Bartolomeu Dias (foto: Carlos Lua)
Neste diário, o correspondente Carlos Lua escreve sobre o Capitão Bartolomeu Dias, desbravador do período das Grandes Navegações, a quem é creditado o primeiro contorno do Cabo da Boa Esperança.
Direto da Cidade do Cabo (África) – Prezado Capitão, uma carta, quando temos certeza de que o destinatário não tem como recebê-la é sempre uma mistura de admiração com respeito e com homenagem. Mesmo escrita tanto tempo depois do feito que abriu definitivamente a rota marítima para as riquezas do oriente e arrancou os colonizadores das costas européias. Afinal o que é que são 517 anos para essa nossa velha Terra de bilhões de anos?
Pois bem, Capitão (me permita chamá-lo assim na esperança que seja o tratamento correto) a sua descoberta do Cabo das Tormentas (logo depois sábia e apropriadamente denominado da Boa Esperança por El Rei Dom João Segundo) desencadeou o famoso ciclo das navegações e todas as subseqüentes campanhas que acabaram por diminuir muito o tamanho do Planeta.
É que ao descobrir e dobrar o Boa Esperança o senhor pôs um fim à seqüência de pequenas expedições que foram descobrindo a costa oeste africana pouco a pouco, desafio a desafio, medo a medo e cabo a cabo. Infelizmente o senhor já havia nos deixado, convocado pelo próprio Cabo da Boa Esperança em 1500 e não pode ver o impacto de sua descoberta.
Novo Mundo – O Atlântico estava definitivamente ligado ao Índico e aí vieram as grandes expedições, o Novo Mundo inteiro, muitos avanços para a navegação em particular e para os humanos em geral entre eles o tal de satélite. Que invenção essa, Capitão! Pequenos planetas artificiais que assim como os seus modelos naturais, a Lua, o Sol e as outras tantas estrelas servem para que as pessoas se orientem, comuniquem e até mesmo se vejam instantaneamente. Magia? Não, nada disso, tecnologia (uma espécie de aperfeiçoamento das artes aplicadas como aquela dos mestres que construíram a sua caravela, para o senhor entender melhor) pura, resultado da dedicação de mentes incansáveis como a sua, incapazes de desistir frente ao primeiro desafio.

Rótulos de pontos nos objetos:

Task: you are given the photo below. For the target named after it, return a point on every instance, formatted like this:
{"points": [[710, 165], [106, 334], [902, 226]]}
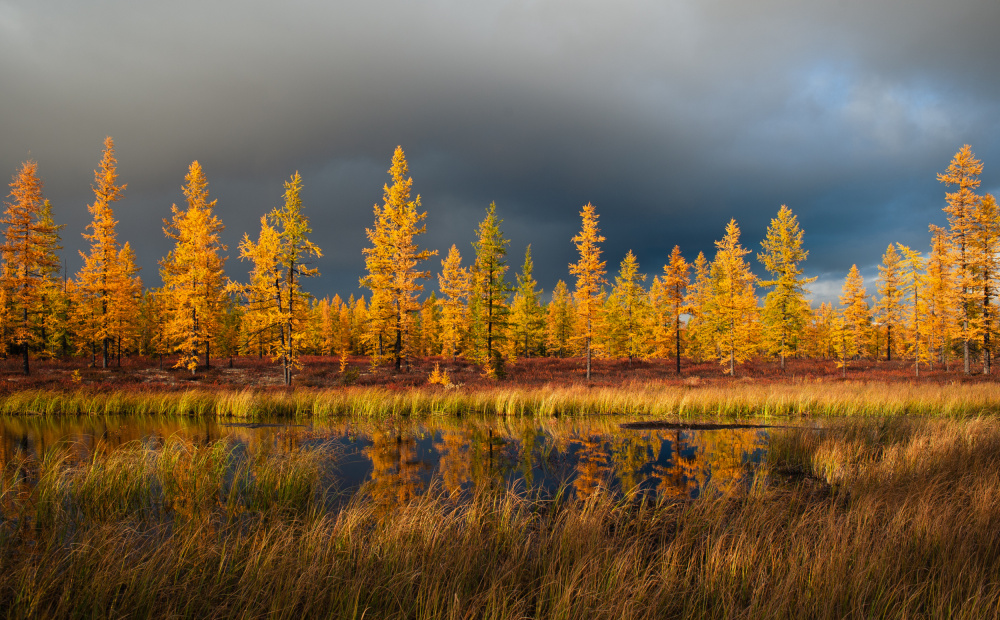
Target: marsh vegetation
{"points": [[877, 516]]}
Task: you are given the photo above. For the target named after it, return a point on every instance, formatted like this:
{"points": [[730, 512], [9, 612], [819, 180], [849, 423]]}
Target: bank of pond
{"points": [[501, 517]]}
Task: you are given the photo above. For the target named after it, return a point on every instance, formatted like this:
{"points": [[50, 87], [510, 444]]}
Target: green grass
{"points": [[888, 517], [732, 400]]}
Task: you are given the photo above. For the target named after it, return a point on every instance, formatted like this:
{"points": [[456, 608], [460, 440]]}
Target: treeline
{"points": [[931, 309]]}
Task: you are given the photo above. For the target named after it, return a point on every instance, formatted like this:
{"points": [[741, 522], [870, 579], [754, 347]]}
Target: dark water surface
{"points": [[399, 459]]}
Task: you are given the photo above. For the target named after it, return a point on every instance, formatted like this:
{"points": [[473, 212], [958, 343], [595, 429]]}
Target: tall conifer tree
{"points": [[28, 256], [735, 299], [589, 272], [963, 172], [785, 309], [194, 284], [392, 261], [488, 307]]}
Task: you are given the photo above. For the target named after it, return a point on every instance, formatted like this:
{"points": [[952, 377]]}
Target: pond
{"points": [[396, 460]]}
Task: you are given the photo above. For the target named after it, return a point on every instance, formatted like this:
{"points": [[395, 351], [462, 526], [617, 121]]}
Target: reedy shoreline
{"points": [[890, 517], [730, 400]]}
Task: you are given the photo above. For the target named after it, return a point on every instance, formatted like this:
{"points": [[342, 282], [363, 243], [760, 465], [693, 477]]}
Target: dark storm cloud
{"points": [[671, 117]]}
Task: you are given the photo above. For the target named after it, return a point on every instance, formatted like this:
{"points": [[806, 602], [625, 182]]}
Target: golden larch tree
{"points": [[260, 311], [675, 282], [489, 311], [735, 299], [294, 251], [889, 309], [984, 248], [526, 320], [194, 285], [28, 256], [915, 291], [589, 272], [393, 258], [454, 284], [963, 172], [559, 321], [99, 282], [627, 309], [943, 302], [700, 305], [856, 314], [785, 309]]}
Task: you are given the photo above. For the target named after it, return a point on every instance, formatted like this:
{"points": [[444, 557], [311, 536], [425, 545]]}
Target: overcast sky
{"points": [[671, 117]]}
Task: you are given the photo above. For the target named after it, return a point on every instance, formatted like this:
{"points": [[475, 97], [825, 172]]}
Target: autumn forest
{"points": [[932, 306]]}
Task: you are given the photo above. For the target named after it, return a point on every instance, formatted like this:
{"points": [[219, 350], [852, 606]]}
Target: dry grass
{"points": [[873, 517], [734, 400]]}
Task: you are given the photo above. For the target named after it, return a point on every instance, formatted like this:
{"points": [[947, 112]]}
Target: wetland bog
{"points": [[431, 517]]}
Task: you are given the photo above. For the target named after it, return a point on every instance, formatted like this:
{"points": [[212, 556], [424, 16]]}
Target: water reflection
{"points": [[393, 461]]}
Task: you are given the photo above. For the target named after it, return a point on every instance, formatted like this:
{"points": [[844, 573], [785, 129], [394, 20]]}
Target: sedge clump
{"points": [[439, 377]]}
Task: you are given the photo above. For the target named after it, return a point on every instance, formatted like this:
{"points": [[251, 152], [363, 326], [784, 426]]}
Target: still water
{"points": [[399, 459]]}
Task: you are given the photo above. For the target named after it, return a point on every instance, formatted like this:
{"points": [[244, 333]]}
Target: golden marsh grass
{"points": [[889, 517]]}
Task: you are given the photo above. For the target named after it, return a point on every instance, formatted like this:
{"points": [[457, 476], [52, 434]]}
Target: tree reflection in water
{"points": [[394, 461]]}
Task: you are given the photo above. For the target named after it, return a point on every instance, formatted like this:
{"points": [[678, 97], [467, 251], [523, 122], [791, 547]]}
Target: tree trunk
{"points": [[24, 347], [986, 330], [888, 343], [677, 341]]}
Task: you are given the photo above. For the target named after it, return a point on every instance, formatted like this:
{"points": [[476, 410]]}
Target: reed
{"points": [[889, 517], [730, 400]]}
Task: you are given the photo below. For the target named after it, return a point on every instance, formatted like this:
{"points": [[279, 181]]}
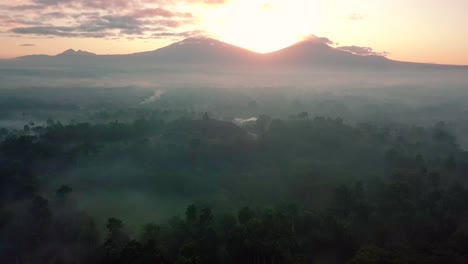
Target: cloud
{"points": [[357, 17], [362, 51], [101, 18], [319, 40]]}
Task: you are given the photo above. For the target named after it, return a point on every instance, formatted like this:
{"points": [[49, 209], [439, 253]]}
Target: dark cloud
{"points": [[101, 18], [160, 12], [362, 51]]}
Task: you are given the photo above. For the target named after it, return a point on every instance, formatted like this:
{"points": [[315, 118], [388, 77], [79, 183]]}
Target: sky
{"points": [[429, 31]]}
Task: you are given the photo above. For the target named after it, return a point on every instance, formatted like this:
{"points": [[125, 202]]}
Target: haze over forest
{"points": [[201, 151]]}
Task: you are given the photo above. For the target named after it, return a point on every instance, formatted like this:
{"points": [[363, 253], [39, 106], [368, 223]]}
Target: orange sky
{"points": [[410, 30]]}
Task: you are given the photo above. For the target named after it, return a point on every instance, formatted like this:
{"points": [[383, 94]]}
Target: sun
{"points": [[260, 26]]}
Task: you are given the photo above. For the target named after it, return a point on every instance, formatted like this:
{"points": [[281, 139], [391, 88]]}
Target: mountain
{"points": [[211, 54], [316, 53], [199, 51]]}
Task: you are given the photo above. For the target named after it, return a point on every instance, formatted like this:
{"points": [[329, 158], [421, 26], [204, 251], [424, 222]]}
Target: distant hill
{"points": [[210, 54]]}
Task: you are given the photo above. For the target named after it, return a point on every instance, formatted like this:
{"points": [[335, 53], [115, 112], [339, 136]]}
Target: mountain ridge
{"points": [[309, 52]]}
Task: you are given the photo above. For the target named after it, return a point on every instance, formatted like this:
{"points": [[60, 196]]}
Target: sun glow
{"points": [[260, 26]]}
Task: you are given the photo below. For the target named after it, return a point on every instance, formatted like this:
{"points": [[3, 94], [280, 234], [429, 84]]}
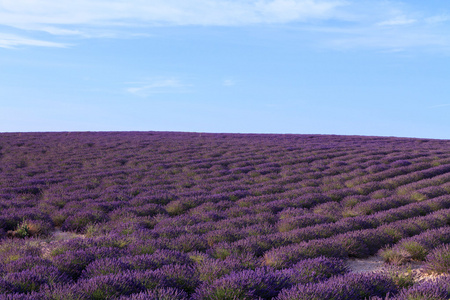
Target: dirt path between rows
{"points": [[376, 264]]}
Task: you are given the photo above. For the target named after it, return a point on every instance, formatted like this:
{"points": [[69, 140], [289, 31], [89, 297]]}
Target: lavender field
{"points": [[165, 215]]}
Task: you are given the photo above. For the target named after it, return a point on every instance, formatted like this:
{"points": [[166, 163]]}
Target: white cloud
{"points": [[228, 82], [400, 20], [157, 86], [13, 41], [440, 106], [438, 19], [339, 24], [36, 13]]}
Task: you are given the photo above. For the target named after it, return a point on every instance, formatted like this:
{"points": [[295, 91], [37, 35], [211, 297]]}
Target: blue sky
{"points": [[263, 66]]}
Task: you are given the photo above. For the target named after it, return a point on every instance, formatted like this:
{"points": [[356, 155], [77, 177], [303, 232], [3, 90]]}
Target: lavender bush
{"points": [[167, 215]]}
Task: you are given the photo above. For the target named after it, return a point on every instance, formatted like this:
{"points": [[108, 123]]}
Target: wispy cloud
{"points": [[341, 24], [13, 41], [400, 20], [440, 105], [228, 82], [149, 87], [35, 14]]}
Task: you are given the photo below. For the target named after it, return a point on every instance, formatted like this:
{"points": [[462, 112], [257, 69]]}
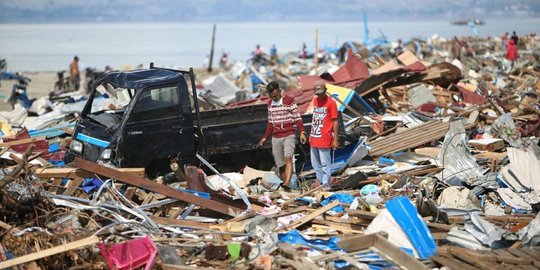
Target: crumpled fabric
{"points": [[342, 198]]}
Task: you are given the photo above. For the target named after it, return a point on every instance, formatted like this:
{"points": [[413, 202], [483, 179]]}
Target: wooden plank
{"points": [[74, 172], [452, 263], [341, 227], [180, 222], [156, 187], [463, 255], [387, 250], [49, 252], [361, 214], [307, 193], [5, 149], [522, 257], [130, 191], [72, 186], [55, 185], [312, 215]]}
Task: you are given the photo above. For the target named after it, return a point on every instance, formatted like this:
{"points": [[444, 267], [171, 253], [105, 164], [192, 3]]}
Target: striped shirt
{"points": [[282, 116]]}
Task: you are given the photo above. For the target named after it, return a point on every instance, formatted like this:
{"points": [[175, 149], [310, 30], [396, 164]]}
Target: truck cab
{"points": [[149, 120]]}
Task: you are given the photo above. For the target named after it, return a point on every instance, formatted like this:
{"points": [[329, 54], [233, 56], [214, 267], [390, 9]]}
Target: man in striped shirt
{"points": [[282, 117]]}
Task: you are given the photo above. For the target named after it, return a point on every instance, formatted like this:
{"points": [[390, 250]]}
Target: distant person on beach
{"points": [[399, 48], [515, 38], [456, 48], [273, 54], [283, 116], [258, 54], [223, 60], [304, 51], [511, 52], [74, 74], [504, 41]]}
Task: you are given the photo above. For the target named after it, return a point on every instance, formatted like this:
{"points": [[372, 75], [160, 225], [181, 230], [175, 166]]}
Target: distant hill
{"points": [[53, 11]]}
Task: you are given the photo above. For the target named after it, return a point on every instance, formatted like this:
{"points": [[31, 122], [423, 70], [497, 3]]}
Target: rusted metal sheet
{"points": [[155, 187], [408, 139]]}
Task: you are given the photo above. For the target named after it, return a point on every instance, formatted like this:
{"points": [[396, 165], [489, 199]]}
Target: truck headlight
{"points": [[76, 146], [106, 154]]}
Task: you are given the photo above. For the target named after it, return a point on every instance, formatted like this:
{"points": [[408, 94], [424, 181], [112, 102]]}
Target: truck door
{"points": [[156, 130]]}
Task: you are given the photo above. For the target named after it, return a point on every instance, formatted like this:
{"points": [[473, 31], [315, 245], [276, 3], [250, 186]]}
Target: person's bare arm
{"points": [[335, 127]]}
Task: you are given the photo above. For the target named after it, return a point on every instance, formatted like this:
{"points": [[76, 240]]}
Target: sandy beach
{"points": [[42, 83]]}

### Conjunto de tarefas
1. Responda com base na carta ao Capitão Bartolomeu Dias:
(a) Quem deu ao Cabo das Tormentas o nome de Boa Esperança?
(b) Em que ano o capitão foi "convocado" pelo próprio Cabo da Boa Esperança?
(c) Quantos anos se passaram desde o feito, segundo a carta?
2. Na carta ao Capitão Bartolomeu Dias, quais expressões descrevem o modo como as pequenas expedições foram descobrindo a costa oeste africana? Liste todas.
3. Retome a carta ao Capitão Bartolomeu Dias e continue-a a partir do ponto em que termina.

### Respostas em ordem
1.
(a) El Rei Dom João Segundo.
(b) Em 1500.
(c) 517 anos.

2. pouco a pouco; desafio a desafio; medo a medo; cabo a cabo

3.
Pois bem esse tal de satélite permite hoje (estamos no final de 2005) que em todos os cantos do mundo, em livros de bordo especiais, as pessoas possam ver onde se encontram 5 barcos que saíram da costa da Espanha em direção ao Cabo da Boa Esperança. Barcos do tamanho (21 metros de comprimento) de sua caravela quinhentista de dois mastros mas com apenas um mastro e velas enormes, sem armamento nenhum (estão participando de uma competição coisa muito comum nos dias de hoje que os transportes são na maioria feitos por aviões que são pássaros artificiais, é sério! Mas isso fica para explicar em
uma próxima carta) e que vão fazer o percurso em apenas 21 dias. Exatamente, somente 3 semanas do Cabo Finisterra ao Cabo da Boa Esperança, com apenas 10 pessoas a bordo de cada um desses barcos.
E lembrar que o senhor perdeu 13 dias inteiros com as tempestades em sua viagem! É assombroso mesmo, não é?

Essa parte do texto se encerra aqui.